(Items listed in a dataset)
-------------------------

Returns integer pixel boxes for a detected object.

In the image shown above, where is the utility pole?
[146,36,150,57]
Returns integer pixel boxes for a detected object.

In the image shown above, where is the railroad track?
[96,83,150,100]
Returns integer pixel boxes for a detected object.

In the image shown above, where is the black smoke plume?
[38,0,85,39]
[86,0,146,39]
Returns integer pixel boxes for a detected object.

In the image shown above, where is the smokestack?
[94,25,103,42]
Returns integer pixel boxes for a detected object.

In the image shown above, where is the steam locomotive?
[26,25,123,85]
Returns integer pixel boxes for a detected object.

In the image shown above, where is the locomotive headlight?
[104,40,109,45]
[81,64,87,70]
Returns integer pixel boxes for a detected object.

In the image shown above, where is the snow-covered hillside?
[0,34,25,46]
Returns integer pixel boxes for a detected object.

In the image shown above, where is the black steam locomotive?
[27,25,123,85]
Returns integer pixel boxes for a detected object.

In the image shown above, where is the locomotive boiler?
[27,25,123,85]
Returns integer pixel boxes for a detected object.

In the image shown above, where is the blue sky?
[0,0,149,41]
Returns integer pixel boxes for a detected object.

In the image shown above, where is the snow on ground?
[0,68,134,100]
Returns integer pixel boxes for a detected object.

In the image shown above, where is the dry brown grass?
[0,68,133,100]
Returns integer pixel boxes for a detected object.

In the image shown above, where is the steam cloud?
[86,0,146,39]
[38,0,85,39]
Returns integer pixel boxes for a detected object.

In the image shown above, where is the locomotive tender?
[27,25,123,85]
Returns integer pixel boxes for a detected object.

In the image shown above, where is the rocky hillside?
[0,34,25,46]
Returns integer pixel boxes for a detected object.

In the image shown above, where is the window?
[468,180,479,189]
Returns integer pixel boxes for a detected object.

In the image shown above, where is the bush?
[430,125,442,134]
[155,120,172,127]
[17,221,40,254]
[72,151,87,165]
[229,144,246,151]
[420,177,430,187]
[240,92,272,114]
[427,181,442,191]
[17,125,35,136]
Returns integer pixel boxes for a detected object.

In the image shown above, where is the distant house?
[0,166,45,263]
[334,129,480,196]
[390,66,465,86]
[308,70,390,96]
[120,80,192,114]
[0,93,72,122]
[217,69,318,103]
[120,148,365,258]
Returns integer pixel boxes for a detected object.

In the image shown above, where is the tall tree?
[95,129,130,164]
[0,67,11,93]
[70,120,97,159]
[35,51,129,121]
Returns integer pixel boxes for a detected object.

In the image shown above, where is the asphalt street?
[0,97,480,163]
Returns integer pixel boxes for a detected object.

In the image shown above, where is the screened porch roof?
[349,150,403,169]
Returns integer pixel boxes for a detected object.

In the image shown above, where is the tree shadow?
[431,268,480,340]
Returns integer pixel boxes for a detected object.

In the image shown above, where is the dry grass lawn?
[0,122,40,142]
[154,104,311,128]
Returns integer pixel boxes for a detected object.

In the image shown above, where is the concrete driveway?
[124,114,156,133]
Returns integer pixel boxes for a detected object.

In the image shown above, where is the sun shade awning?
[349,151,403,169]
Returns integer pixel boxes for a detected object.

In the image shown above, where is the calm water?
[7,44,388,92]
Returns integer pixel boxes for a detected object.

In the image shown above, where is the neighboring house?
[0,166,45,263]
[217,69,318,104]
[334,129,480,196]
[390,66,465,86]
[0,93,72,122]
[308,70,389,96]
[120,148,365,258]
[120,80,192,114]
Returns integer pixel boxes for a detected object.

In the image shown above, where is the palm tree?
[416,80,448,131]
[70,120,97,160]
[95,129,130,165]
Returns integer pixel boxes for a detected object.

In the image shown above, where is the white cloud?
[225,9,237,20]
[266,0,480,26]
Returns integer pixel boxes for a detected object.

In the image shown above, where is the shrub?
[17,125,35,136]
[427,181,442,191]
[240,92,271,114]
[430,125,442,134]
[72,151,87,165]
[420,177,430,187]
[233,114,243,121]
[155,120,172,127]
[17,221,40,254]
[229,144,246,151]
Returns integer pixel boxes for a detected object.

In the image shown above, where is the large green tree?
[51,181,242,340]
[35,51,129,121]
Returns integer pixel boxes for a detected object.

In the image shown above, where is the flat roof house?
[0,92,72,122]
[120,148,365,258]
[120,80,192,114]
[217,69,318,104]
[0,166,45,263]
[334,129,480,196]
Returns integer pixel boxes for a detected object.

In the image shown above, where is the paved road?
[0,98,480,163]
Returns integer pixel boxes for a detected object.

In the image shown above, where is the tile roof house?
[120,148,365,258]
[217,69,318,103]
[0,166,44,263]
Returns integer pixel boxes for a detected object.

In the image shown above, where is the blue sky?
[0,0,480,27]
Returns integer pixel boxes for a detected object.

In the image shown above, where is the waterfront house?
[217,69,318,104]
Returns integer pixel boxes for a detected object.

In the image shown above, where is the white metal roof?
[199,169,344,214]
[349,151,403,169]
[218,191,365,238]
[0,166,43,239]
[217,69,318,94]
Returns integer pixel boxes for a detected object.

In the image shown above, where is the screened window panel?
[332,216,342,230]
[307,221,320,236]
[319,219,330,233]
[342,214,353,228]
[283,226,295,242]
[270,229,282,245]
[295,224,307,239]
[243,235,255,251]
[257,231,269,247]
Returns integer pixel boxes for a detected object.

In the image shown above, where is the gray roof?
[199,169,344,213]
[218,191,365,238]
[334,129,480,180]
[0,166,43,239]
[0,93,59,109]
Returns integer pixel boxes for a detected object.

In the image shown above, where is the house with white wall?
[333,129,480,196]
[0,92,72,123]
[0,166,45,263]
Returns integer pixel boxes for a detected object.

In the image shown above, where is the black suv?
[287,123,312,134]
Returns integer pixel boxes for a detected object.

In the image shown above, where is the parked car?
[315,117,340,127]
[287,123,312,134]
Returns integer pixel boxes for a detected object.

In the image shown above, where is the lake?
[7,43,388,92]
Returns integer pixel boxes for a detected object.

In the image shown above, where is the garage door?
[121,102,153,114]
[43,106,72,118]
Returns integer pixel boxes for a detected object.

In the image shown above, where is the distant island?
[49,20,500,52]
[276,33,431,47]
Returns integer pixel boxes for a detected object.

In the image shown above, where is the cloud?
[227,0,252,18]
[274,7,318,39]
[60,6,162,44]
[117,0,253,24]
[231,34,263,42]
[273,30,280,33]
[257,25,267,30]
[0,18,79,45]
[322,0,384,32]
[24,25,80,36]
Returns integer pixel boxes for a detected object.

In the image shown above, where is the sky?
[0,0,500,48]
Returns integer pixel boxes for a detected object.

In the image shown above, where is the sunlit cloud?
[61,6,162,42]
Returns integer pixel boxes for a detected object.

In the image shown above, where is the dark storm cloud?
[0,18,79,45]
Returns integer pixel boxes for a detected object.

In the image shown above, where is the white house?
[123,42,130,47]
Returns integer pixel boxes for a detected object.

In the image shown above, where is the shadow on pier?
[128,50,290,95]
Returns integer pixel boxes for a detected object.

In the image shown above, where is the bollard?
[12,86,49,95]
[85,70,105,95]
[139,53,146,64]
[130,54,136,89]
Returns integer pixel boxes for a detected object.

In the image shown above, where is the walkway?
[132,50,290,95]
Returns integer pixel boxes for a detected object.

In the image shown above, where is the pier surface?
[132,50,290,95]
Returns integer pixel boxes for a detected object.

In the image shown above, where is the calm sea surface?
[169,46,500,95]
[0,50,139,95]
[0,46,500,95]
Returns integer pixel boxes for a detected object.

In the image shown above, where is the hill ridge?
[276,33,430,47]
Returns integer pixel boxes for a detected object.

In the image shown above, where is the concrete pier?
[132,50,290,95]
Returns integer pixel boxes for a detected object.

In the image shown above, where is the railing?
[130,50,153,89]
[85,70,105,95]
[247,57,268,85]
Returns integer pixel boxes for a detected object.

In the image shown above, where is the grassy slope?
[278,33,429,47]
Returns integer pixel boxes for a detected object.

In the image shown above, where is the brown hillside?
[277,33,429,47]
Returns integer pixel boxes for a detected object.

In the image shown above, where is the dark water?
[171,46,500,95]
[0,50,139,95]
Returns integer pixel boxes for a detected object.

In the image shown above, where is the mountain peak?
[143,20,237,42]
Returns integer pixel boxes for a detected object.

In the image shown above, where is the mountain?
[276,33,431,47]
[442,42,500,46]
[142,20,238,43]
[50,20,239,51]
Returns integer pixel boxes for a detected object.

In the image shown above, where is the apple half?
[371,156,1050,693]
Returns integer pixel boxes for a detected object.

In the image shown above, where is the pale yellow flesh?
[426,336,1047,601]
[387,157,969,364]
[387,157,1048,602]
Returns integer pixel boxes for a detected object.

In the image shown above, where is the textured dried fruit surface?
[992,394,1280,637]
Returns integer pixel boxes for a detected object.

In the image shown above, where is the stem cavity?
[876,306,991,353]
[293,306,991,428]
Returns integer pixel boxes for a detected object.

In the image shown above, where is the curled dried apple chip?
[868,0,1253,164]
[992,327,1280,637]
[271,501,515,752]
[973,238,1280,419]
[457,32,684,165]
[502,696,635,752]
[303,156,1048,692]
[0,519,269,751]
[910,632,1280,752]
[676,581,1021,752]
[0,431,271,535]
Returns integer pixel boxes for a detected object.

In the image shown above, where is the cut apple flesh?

-------------------------

> **Task details**
Pull out every line of the rows above that contains the string "dark", treating case as significant.

> **In response**
In the image shown above, where is the dark storm cloud?
In the image shown above, where is the dark water?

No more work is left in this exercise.